TASK
Update the material below by replacing each "pretty-printed" with "indented", keeping everything else the same.

DATASET ROWS

··········

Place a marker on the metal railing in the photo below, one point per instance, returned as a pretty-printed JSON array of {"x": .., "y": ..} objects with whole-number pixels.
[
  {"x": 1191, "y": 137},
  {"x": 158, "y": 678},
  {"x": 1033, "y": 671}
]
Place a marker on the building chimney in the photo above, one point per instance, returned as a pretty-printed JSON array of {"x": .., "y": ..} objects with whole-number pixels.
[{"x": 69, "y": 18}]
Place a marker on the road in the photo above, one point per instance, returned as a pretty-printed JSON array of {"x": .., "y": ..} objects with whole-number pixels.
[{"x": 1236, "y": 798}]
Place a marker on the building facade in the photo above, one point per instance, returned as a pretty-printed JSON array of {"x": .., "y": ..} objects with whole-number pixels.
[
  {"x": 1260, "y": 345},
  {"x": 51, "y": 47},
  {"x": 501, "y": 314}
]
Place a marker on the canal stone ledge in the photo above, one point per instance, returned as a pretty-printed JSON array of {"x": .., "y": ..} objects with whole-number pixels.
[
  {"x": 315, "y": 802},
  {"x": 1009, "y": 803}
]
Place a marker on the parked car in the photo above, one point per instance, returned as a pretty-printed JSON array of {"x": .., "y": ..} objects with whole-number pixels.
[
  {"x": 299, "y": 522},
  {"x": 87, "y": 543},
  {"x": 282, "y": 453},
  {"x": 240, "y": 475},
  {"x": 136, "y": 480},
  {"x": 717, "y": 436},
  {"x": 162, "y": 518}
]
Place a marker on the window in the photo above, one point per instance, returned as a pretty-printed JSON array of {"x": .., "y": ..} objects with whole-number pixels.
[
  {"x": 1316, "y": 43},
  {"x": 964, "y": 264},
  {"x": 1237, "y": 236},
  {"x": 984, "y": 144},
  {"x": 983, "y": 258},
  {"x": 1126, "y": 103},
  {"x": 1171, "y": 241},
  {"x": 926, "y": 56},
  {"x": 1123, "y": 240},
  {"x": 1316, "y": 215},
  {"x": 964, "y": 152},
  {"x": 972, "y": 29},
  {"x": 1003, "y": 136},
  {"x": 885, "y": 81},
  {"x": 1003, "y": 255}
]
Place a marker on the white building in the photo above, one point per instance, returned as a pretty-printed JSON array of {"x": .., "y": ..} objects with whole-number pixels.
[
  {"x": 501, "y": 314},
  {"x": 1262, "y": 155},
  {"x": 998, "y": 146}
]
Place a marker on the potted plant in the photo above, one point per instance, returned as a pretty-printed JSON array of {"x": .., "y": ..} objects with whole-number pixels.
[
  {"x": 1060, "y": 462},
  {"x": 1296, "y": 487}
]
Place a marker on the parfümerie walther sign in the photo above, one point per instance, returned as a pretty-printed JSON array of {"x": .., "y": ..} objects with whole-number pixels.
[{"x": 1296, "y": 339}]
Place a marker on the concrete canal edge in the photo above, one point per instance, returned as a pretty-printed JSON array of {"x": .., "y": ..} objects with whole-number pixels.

··········

EXERCISE RESULT
Place a marker on the metal railing in the photo below, one point per instance, returned as a indented JSON array of {"x": .., "y": ..} objects with whole-number pixels.
[
  {"x": 1191, "y": 137},
  {"x": 158, "y": 678},
  {"x": 1033, "y": 671}
]
Place a marker on the building chimney in the photo above, one point per instance, returned as a indented JSON array of {"x": .., "y": ..} objects with whole-number pixels.
[{"x": 69, "y": 18}]
Place a marker on the road in the photo above, one point per instance, returned as a indented JSON array of {"x": .., "y": ..} objects with whole-number pixels.
[{"x": 1236, "y": 798}]
Place a marker on the building facade in the photo above, one point per instance, returned as a indented JSON array of {"x": .., "y": ..} objects with whole-number pixels.
[
  {"x": 1260, "y": 345},
  {"x": 51, "y": 47},
  {"x": 501, "y": 314}
]
Place a marker on the canal stone ledge in the photo above, one point per instance, returned as a indented JSON array of {"x": .., "y": ..} objects with whole-number pixels.
[
  {"x": 315, "y": 802},
  {"x": 1009, "y": 803}
]
Place a marker on the parked car in the photo above, one point per instance, returned as a indented JSON array of {"x": .., "y": ..} objects with whole-number pixels.
[
  {"x": 299, "y": 522},
  {"x": 87, "y": 543},
  {"x": 282, "y": 453},
  {"x": 240, "y": 475},
  {"x": 136, "y": 480},
  {"x": 717, "y": 436},
  {"x": 162, "y": 518}
]
Place a marker on the window in the photo above, one point per instance, returned as a indented JSON array of {"x": .., "y": ..} objects with whole-number pixels.
[
  {"x": 1316, "y": 43},
  {"x": 964, "y": 264},
  {"x": 1237, "y": 236},
  {"x": 984, "y": 144},
  {"x": 983, "y": 258},
  {"x": 1126, "y": 103},
  {"x": 1171, "y": 241},
  {"x": 926, "y": 56},
  {"x": 1123, "y": 240},
  {"x": 1316, "y": 215},
  {"x": 964, "y": 152},
  {"x": 972, "y": 29},
  {"x": 1003, "y": 136},
  {"x": 885, "y": 81},
  {"x": 1003, "y": 255}
]
Place a marker on the white building in the photo above, one point per instance, returned as a indented JSON array of {"x": .., "y": ..} objects with whole-number pixels.
[
  {"x": 501, "y": 314},
  {"x": 1262, "y": 155},
  {"x": 998, "y": 146}
]
Place a marker on the potted plant in the photo above, one point per instance, returned as a indented JSON array of {"x": .., "y": ..} objects with whole-number pixels.
[
  {"x": 1060, "y": 462},
  {"x": 1296, "y": 487}
]
Place a marker on the parfümerie walther sign in the photo above, one point per instance, returned as a indented JSON array of {"x": .., "y": ..} objects with whole-number pixels.
[{"x": 1296, "y": 339}]
Place a marker on the concrete canal edge in the photo above, one point per instance, returned as a indented JSON array of {"x": .., "y": ..} objects with whole-number pixels.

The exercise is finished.